__RECORD SET__.
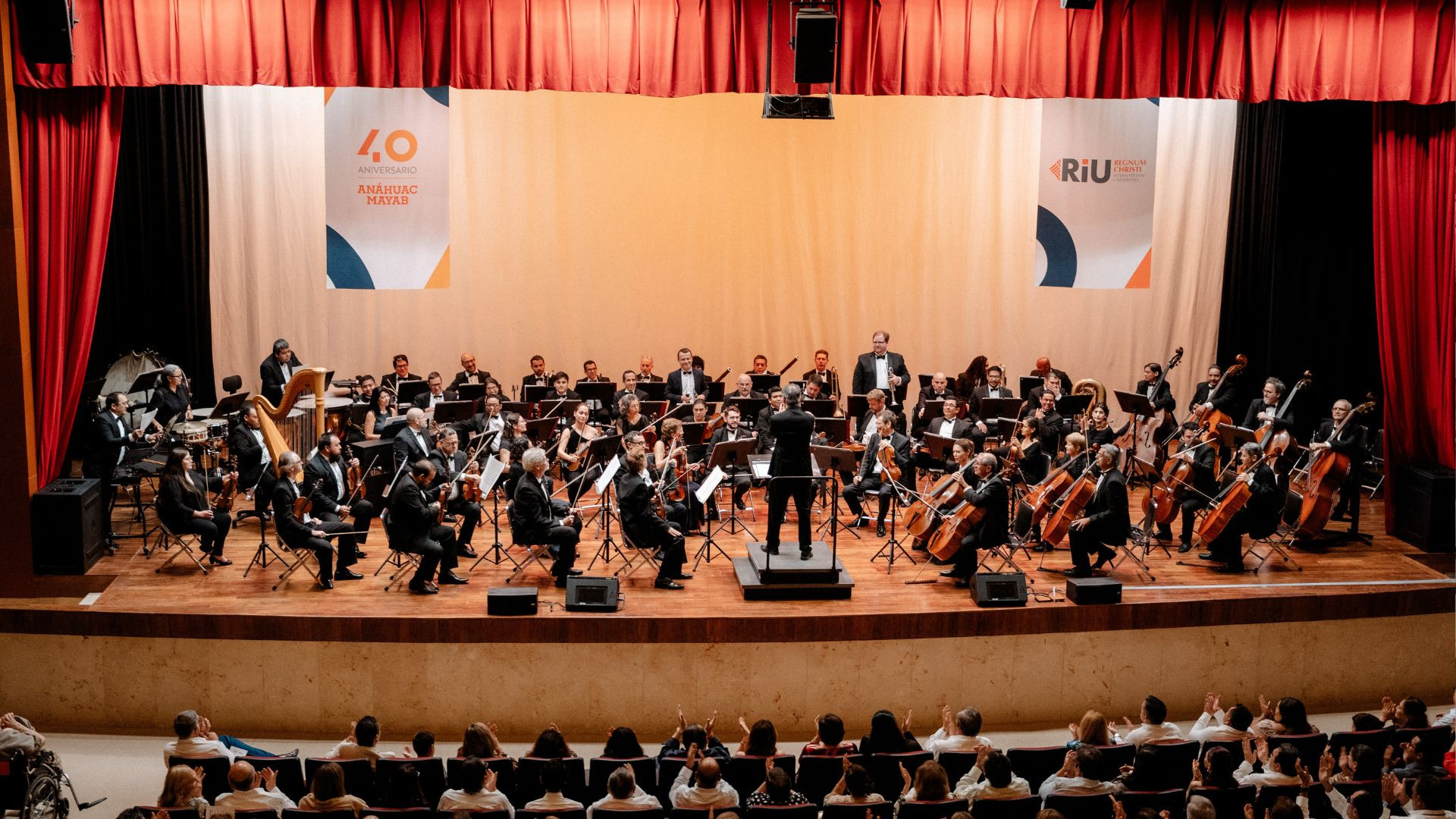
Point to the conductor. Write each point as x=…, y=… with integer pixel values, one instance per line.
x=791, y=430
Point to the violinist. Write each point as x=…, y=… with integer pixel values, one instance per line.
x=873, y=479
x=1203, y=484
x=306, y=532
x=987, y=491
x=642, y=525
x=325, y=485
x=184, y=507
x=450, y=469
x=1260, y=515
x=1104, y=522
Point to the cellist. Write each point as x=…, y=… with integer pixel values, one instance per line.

__WRITTEN TASK__. Copy all of the rows above word for word, leaving out the pictures.

__WRITTEN RESPONSE__.
Point to the conductor. Write each point as x=…, y=… with integer pixel values, one instance per line.
x=791, y=430
Point to the violinist. Write each point as x=…, y=… with integer pixel values, one instance per line.
x=873, y=479
x=1203, y=484
x=306, y=532
x=987, y=491
x=642, y=525
x=325, y=485
x=184, y=507
x=450, y=469
x=1260, y=515
x=1104, y=522
Point to the cellist. Write each point as x=…, y=… with integer pixel values, one instance per line.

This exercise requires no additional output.